> Required work
Extract all lines from the data beneath that include the word "thicket".

> Provided records
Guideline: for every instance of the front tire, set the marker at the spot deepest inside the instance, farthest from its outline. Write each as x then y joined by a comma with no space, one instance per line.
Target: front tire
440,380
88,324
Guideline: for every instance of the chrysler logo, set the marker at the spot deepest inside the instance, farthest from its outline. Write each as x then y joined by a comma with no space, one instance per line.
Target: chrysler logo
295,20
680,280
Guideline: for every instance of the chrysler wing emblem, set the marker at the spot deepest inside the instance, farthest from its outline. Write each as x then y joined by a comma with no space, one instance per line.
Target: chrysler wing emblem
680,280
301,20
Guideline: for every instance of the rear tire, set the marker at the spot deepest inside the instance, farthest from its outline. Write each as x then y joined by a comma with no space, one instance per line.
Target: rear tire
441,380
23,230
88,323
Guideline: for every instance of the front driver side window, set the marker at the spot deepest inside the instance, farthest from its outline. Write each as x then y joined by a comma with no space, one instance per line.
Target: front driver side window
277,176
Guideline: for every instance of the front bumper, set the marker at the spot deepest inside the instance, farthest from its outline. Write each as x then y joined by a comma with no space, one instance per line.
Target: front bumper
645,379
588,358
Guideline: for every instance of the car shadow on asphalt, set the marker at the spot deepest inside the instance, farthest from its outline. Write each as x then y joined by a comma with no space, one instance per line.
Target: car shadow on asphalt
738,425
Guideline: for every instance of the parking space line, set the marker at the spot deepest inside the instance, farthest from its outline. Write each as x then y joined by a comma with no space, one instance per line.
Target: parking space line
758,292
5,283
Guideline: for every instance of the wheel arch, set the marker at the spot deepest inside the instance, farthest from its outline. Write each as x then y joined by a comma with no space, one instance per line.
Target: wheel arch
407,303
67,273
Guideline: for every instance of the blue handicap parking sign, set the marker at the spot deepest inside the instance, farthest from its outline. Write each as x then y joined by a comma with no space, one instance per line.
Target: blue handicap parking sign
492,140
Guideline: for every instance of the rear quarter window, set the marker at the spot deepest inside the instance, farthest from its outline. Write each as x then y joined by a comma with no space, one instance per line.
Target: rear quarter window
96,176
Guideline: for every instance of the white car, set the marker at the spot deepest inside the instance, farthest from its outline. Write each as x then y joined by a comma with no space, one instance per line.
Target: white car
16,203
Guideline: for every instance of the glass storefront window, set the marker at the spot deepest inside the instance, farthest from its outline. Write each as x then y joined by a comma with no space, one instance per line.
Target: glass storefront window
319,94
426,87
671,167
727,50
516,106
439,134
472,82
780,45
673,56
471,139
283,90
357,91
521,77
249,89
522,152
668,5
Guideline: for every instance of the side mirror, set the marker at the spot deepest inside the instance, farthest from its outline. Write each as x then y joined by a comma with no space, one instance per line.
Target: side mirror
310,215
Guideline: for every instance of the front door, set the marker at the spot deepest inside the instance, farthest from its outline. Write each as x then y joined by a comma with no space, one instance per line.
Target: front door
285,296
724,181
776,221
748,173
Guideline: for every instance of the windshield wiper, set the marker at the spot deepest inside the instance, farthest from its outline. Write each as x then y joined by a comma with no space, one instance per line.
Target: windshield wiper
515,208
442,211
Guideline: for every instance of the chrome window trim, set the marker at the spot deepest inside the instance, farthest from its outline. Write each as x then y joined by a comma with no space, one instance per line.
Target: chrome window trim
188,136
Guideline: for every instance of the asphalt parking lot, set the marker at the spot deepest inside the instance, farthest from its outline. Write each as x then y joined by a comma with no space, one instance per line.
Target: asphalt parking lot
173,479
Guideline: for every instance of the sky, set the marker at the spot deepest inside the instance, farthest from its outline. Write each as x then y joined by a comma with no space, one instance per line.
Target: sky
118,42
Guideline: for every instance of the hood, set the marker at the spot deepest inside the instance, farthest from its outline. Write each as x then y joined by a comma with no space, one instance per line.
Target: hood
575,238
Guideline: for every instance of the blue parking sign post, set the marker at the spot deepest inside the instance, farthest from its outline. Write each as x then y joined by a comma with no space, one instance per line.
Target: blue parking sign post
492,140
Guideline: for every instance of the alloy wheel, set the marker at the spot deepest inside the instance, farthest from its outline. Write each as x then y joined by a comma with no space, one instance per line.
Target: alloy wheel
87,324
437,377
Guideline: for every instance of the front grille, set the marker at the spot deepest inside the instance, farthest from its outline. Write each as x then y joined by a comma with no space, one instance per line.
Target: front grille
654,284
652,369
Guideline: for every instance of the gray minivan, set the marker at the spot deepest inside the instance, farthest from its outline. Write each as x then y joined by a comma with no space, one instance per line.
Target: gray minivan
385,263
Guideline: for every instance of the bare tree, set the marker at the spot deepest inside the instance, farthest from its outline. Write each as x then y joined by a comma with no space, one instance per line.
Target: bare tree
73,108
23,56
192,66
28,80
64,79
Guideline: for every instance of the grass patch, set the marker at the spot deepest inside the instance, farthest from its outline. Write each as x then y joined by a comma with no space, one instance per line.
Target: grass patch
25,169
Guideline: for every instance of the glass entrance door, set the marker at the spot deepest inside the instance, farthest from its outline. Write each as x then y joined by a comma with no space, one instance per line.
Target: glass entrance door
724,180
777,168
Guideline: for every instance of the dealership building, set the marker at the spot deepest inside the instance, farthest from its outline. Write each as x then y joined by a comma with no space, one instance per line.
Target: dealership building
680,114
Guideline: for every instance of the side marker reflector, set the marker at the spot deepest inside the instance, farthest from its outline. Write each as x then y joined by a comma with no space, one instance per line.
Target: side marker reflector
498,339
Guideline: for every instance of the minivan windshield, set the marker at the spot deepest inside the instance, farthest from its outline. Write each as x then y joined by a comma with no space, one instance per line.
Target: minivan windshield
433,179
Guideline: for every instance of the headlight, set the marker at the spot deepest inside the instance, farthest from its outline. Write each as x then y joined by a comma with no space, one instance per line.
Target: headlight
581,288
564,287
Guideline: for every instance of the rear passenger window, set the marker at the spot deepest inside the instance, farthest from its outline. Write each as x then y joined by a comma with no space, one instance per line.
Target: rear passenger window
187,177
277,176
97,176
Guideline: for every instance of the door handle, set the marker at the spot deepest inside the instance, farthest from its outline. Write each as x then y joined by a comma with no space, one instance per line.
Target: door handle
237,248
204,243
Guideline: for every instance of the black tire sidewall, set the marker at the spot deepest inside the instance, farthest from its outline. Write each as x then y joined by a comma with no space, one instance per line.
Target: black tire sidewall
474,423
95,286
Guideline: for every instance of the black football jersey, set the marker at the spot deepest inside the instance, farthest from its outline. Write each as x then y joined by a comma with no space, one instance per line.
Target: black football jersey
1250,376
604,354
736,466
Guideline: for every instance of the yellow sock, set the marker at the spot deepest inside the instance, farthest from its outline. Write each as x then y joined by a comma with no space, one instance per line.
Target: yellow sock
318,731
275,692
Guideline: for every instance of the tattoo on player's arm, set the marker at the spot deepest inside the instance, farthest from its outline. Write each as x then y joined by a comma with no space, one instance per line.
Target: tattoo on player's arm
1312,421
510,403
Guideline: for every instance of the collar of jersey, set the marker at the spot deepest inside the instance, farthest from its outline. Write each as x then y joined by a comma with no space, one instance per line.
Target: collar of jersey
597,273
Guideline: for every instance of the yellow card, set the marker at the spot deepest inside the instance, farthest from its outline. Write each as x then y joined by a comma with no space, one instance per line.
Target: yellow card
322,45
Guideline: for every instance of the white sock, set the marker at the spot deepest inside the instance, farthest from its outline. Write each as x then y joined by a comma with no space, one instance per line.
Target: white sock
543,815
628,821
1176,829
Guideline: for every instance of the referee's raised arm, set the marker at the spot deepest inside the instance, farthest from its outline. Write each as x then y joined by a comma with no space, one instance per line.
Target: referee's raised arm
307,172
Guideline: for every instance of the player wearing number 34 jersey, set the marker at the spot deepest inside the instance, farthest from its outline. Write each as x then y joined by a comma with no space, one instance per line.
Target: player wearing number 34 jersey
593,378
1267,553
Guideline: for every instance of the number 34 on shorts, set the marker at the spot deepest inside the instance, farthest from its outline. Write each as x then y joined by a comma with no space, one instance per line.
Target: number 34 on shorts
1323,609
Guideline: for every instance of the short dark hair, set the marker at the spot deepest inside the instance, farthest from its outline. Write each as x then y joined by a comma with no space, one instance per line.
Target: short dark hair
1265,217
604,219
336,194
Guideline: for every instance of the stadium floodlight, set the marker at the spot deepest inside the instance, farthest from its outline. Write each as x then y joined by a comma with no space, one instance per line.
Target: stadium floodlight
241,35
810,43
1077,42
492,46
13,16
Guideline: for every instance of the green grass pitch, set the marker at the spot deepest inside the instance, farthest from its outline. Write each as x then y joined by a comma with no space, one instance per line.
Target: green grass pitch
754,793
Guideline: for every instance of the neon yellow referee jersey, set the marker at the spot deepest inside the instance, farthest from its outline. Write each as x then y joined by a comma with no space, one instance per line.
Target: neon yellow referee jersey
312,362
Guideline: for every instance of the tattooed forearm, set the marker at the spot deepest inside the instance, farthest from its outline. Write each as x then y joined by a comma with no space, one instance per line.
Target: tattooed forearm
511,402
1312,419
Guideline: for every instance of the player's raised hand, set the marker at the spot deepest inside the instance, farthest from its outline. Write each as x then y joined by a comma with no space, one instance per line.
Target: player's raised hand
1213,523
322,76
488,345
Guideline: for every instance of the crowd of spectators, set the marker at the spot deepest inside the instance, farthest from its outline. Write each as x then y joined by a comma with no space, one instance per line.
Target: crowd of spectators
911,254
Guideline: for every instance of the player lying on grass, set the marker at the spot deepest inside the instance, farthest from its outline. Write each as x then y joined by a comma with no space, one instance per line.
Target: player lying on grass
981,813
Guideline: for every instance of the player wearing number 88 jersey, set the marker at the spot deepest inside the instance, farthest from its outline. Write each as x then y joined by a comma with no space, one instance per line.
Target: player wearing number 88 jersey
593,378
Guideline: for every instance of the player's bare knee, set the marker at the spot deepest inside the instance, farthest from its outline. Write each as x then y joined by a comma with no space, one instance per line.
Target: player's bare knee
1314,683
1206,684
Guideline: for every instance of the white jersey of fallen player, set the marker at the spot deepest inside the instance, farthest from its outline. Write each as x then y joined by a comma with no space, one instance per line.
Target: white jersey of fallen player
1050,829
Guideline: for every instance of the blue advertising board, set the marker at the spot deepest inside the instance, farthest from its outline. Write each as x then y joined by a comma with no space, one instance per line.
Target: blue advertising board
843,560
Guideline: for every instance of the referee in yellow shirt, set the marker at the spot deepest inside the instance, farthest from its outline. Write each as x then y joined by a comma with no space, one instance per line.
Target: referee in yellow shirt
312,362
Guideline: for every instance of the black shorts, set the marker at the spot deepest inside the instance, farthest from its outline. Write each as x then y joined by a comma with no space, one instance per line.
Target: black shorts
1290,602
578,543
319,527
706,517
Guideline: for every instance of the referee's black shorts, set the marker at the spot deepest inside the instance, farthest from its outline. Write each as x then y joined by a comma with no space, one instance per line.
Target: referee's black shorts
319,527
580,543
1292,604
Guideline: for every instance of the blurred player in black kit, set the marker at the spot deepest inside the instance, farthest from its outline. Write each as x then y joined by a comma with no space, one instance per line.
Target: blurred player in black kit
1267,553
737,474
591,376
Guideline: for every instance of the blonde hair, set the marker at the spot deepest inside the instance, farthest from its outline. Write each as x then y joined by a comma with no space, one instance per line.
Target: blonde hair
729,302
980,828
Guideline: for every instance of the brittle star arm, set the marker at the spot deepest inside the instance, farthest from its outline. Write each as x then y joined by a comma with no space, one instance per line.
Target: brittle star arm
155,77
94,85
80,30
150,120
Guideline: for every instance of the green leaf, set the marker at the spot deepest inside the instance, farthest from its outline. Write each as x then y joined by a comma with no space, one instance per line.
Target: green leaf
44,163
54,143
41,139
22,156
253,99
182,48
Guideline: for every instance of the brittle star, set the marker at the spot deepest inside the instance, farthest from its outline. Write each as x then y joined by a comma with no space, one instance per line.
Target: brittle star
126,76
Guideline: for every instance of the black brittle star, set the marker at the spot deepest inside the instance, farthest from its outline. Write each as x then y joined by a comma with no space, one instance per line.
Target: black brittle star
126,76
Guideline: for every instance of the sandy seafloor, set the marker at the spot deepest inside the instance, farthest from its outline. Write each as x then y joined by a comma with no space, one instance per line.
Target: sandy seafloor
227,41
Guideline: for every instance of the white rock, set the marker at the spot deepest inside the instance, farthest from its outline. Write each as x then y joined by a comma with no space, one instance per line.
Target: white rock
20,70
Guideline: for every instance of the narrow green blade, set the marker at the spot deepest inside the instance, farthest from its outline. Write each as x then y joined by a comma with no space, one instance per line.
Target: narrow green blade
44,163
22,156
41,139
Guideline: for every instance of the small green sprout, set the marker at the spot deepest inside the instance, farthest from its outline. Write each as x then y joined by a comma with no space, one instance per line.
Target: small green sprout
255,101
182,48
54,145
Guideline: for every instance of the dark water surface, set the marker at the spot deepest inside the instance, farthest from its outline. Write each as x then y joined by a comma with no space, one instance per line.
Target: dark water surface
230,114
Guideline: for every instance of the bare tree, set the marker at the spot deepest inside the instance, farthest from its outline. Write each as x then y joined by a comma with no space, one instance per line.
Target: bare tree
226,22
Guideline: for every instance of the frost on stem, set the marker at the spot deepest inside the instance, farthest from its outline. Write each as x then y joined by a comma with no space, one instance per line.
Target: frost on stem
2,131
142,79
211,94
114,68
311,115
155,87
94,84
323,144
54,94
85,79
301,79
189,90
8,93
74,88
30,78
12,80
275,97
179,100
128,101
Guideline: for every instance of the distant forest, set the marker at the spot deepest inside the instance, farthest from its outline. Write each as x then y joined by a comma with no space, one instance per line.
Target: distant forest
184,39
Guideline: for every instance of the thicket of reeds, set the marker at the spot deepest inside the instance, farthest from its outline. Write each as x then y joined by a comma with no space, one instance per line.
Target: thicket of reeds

> Response for this exercise
Guideline: for every instance of the thicket of reeds, set the marker at the spot deepest inside the instance, farthest from its outline. Write each as x then y joined by a comma with no space, one instance per line.
Target: thicket of reeds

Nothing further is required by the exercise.